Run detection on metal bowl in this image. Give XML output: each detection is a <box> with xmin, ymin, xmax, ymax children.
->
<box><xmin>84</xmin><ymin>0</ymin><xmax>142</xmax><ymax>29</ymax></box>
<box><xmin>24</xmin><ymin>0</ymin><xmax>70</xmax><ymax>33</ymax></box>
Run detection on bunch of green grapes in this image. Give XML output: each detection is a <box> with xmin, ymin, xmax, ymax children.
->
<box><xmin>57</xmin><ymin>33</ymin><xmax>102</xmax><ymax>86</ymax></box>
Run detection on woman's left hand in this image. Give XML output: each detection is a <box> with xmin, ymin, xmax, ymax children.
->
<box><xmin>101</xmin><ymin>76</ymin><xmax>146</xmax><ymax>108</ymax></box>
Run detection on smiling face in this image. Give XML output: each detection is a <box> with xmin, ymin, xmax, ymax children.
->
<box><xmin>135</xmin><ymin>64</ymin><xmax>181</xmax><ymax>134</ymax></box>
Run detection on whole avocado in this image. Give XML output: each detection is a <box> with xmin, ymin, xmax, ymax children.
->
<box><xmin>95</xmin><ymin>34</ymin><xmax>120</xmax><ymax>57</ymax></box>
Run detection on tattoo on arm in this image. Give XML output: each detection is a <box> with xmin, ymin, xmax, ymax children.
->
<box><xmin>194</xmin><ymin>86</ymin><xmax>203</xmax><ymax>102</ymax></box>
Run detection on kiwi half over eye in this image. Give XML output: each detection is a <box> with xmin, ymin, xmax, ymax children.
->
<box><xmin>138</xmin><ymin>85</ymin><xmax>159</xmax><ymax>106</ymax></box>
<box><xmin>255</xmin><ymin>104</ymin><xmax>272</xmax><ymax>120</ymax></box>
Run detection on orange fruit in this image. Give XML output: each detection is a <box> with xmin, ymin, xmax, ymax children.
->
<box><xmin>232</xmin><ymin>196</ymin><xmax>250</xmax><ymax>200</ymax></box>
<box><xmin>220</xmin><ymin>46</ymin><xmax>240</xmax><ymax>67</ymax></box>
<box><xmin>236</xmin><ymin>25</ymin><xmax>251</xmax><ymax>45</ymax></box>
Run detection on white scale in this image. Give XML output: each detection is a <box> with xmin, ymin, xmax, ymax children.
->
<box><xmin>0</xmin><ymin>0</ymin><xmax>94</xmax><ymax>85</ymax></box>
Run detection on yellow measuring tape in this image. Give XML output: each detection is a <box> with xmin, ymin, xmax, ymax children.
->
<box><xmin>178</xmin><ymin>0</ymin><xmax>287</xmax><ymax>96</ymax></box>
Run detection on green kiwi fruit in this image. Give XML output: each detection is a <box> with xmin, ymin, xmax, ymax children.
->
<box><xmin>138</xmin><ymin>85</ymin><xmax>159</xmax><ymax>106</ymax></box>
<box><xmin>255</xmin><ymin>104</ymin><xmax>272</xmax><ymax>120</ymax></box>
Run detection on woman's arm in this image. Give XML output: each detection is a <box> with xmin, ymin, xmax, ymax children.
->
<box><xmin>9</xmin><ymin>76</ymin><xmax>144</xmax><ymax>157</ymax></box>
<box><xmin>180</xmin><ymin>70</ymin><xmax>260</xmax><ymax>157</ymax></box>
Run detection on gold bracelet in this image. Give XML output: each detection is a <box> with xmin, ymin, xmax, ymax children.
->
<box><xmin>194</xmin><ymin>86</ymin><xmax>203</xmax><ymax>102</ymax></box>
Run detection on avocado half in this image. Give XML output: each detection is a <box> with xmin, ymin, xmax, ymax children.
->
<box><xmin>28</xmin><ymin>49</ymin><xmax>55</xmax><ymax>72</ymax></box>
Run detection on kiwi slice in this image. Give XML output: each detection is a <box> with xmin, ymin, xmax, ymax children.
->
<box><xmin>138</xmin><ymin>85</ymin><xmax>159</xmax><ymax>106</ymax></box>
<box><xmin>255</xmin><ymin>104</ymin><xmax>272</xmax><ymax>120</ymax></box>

▸ **PROBLEM**: Count the lines of the data that hold the string "kiwi", and give that number as the entire reply.

▸ **EXERCISE ANSWER**: 3